Repeat the records below exactly, leaving out any pictures.
────────────────────────────────────────
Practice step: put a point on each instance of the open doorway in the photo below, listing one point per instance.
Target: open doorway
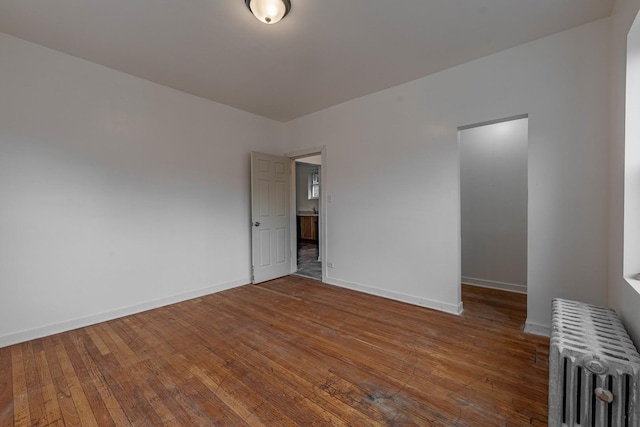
(308, 183)
(494, 203)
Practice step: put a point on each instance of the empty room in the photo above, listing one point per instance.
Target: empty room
(151, 217)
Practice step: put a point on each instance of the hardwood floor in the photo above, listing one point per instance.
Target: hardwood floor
(289, 352)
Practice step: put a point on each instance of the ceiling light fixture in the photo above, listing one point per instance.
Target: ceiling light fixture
(269, 11)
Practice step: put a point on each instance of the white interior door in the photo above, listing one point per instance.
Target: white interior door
(270, 239)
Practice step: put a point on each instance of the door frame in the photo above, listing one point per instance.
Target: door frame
(322, 216)
(480, 124)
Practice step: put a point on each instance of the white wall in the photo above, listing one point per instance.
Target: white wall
(116, 194)
(622, 296)
(493, 199)
(303, 203)
(392, 173)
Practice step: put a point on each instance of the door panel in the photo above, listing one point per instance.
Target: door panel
(270, 177)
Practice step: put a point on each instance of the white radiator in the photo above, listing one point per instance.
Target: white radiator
(593, 368)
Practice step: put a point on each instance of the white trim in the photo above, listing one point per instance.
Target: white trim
(537, 329)
(492, 284)
(410, 299)
(322, 206)
(306, 152)
(81, 322)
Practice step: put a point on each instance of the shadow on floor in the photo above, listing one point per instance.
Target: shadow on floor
(308, 264)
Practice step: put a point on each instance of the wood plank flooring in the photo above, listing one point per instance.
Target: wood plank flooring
(292, 351)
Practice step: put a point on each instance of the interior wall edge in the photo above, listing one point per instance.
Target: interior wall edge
(492, 284)
(409, 299)
(69, 325)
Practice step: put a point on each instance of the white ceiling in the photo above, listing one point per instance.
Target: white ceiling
(323, 53)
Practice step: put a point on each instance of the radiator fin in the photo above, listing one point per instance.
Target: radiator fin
(593, 368)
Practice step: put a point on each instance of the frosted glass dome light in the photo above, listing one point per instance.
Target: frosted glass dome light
(269, 11)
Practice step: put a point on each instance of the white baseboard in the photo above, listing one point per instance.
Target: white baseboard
(511, 287)
(537, 329)
(81, 322)
(410, 299)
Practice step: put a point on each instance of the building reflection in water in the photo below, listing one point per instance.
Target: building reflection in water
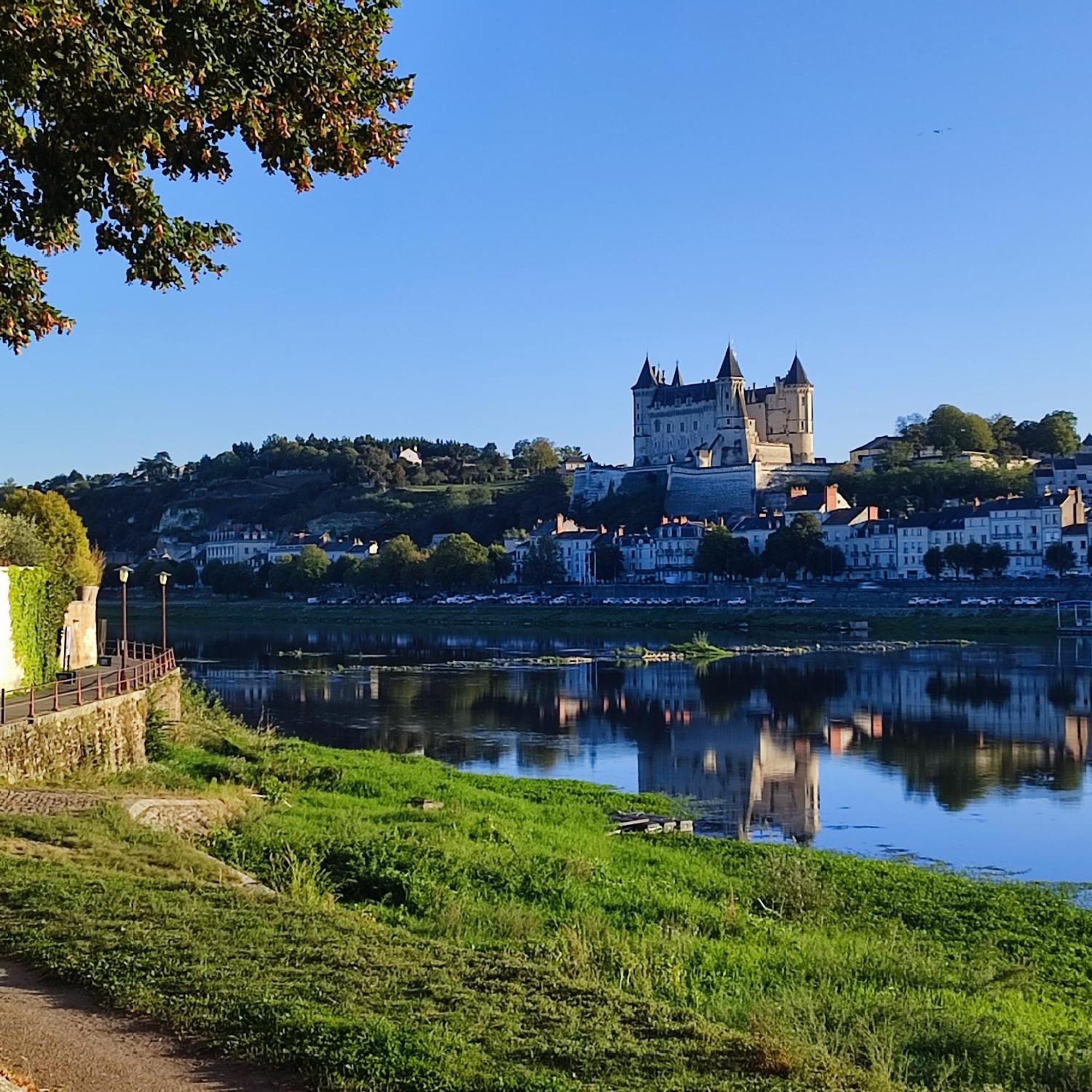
(744, 737)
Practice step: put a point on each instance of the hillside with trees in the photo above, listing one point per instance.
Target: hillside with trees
(353, 486)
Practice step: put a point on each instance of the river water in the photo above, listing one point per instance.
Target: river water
(978, 757)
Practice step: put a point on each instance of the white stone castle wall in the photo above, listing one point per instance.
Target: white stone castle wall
(707, 494)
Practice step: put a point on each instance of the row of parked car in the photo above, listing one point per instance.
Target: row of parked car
(986, 601)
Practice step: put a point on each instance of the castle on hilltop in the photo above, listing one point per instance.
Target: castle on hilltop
(717, 448)
(721, 422)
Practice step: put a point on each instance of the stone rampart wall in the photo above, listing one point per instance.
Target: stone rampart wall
(103, 735)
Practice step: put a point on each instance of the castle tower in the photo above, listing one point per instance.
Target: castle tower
(735, 429)
(644, 390)
(800, 423)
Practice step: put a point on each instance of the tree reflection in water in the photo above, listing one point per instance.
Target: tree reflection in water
(746, 735)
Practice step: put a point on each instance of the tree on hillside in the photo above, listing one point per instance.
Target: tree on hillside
(722, 554)
(1062, 557)
(459, 564)
(824, 561)
(501, 562)
(400, 565)
(185, 575)
(235, 579)
(157, 469)
(933, 562)
(789, 548)
(62, 531)
(975, 560)
(953, 431)
(1006, 442)
(610, 564)
(102, 98)
(1053, 435)
(998, 560)
(20, 543)
(537, 456)
(956, 557)
(542, 564)
(313, 564)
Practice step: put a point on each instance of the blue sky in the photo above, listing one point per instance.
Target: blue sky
(588, 183)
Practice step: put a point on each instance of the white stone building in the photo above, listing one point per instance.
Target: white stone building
(239, 543)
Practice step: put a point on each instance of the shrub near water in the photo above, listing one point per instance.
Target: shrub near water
(918, 978)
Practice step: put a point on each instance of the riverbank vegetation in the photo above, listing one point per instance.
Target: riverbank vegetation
(507, 942)
(885, 622)
(44, 544)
────────────────────────────────────────
§ Response to this exercise:
Practice step: put a point on each instance of the open doorway in the photo below, listing one point per instance.
Target: open doorway
(308, 183)
(494, 203)
Practice step: put a point on each instance of the empty room in the photo above, listing one point per instance.
Target: empty room
(151, 217)
Practice step: put a point on each instance of the hardwood floor in the photo above, listing one point per instance.
Target: hardwood floor
(289, 352)
Practice step: put a point on each instance of the ceiling light fixture in the photo above, listing one point per instance.
Target: ceiling light fixture
(269, 11)
Practice step: put a point on each instance of the white interior door in the photo above, listing one point per instance.
Target: white interior door
(270, 239)
Practice step: put a point on each instance of the door frame in the photo above, listing one point per instance.
Target: door frame
(322, 216)
(480, 124)
Practice step: put a point on each instance of the white wall in the photo above, listing one point per instance.
Target: white wall
(116, 194)
(622, 296)
(493, 199)
(303, 203)
(392, 173)
Practice step: put a point on each instance of the door panel in the photo above, listing one point per instance.
Target: door panel
(270, 177)
Practice step: put a point on each instance of the white radiator in the photo above, listing one point per instance.
Target: white radiator
(593, 368)
Practice step: put a point on each instance of the white trim in the photo above, listing one point per instance.
Target: white trim
(537, 329)
(492, 284)
(410, 299)
(322, 206)
(306, 152)
(81, 322)
Practice step: put a point on each instance of the shadow on floor in the photo above, listing one point per instance.
Target: shadow on floor
(308, 264)
Practice step: put a point on each instance of the wood plank flooring in the photo above, listing one point per instance.
Target: wood plank flooring
(292, 351)
Practice step: put a point on each instance of the interior wall edge in the photo above, listing one point per instance.
Target: interior wall edge
(492, 284)
(409, 299)
(69, 325)
Practice step: put a point on each instance of the white ceiling in the photo above, listing one point per instance.
Target: white ceiling
(323, 53)
Practice step: put a point on each instance of the radiator fin in the photo above, listing one point per instance.
Target: radiator fin
(593, 368)
Practice step: put a point on each instance of the frosted glass dome light in the photo above, listing one point per instance.
Target: frosted glass dome light
(269, 11)
Practice step: put a point on each instance of the white baseboard in the photo above, listing one point per instance.
Target: white baseboard
(511, 287)
(537, 329)
(81, 322)
(410, 299)
Practice step: put a point on each instance of the building reflection in water in the photo below, listing one point per instance.
Target: building reflection in water
(744, 737)
Practice step: put a point on each instance of the hillside with trees in the photo above, listing one point per instance.
Target: hillside with trees
(353, 486)
Practice step: put a point on each instance of the river water in the photo above, listing one point per instance.
Target: river water
(978, 757)
Practice step: put a point on each instance of the white stone castle wall in the photo above, listing one point per instance.
Target: white stone castle wall
(707, 494)
Practice step: put a point on each instance of the row of parked car in the photo above, listing one point per instance.
Target: row of parked car
(986, 601)
Practice step: put a point on each instance of the castle on hilltop in the photo above, listing one point per instance.
Target: castle on hilltop
(717, 448)
(721, 422)
Practice step: put a point on each instance of the stone rampart wall in the photo above, listing one point per instance.
Target: stone rampart wall
(103, 735)
Practice step: put a point on each instance of the castle tower in the photo above, listing one point per instance.
Target: castle tower
(735, 429)
(644, 390)
(800, 423)
Practice step: put a point on each instance of the tree reflection in water in the photo above, listing one point per instance.
Target: tree reflection in water
(746, 735)
Practice step: put a point on each instance of the tree on hillside in the photo above, listing one point per instance.
Target: tree on hillside
(722, 554)
(1062, 557)
(459, 564)
(824, 561)
(501, 562)
(400, 565)
(185, 575)
(235, 579)
(157, 469)
(933, 562)
(789, 548)
(62, 531)
(975, 560)
(953, 431)
(1006, 442)
(610, 564)
(102, 98)
(1053, 435)
(998, 560)
(20, 543)
(537, 456)
(956, 557)
(542, 564)
(313, 564)
Practice step: put a point on each instance of the blue sky in the photo above, listing one point per instance.
Target: blue sky
(588, 183)
Practice step: put a point on each instance of the white stone building in the photo above, listing one point per instance.
Target: white stone building
(239, 543)
Practice step: put a point on each instance of the shrub near water in the photo above, listing one point per instance.
Target: shrub near water
(918, 978)
Practice step: put a point on each instance of the riverbank vegetation in the photo above, listing one point per instance.
Target: riverbank vegetation
(507, 942)
(885, 622)
(44, 544)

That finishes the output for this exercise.